> [TÂCHE À ACCOMPLIR]: Recopiez fidèlement un extrait du texte ci-dessous sur le mythe de Pyrame et Thisbé, en partant des mots « Il existe deux » et en vous arrêtant après « dans sa mort. ».

> [TEXTE SÉLECTIONNÉ]:
Les origines du mythe


- Un mythe antique : Pyrame & Thisbé

Cette légende est issue des mythologies grecque et romaine.
Il existe deux versions indépendantes à propos de ce mythe :
1) Pyrame et Thisbé étaient follement amoureux l’un de l’autre, mais ils n’étaient pas encore mariés lorsque Thisbé tomba enceinte. Désespérée, elle se suicida, et Pyrame la suivit dans sa mort.
2) Pyrame et Thisbé étaient voisins et amoureux, mais leurs familles ne consentaient point à leur union. Ils décidèrent alors de se donner rendez-vous un soir, au pied d’un mûrier dont les fruits étaient blancs, pour s’enfuir. Thisbé arriva la première, mais surprise par une lionne, elle courut se cacher et dans sa fuite, elle fit tomber son voile que la lionne déchiqueta. Peu après, Pyrame arriva et, voyant le voile ensanglanté, crut que sa bien-aimée était morte. Désespéré, il se poignarda au pied du mûrier. Thisbé revenant, aperçut son amant suicidé, et décida de se tuer à son tour de désespoir. Le sang des deux amants abreuva le mûrier dont les fruits devinrent désormais sombres.

C’est cette deuxième version du mythe oral qu’Ovide coucha sur papier, dans ses Métamorphoses.

Voici le discours de Thisbé lorsqu’elle revient sur les lieux et qu’elle voit Pyrame agonisant :

« Ta propre main, dit-elle, et l’amour ont causé ta perte, malheureux. Mais j’ai une main, moi aussi, qui aura le courage d’en faire autant, et j’ai un amour qui me donnera la force de me porter ce coup. Je te suivrai dans la mort, et tous diront qu’au comble de la misère, j’ai été la cause et la compagne de ton trépas. Et toi, dont la mort seule, hélas ! pouvait me séparer, tu ne pourras pas, même par la mort, être séparé de moi. Ecoutez, cependant, notre commune prière, ô vous qu’accable le malheur, toi mon père, vous le sien : à ceux qu’un amour profond, à ceux que leur dernière heure ont unis, ne refusez pas d’être ensemble déposés dans le même tombeau. Pour moi, arbre qui de tes branches ne recouvre maintenant qu’un seul corps misérable, qui bientôt en couvrira deux, garde les marques du sang répandu, porte à jamais de sombres fruits, qui conviennent au deuil, en souvenir de notre double trépas. »

> [MATÉRIEL FOURNI]:

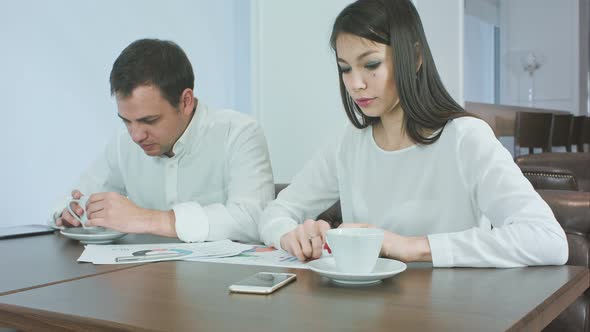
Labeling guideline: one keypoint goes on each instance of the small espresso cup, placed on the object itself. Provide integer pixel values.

> [RÉPONSE À LA TÂCHE]:
Il existe deux versions indépendantes à propos de ce mythe :
1) Pyrame et Thisbé étaient follement amoureux l’un de l’autre, mais ils n’étaient pas encore mariés lorsque Thisbé tomba enceinte. Désespérée, elle se suicida, et Pyrame la suivit dans sa mort.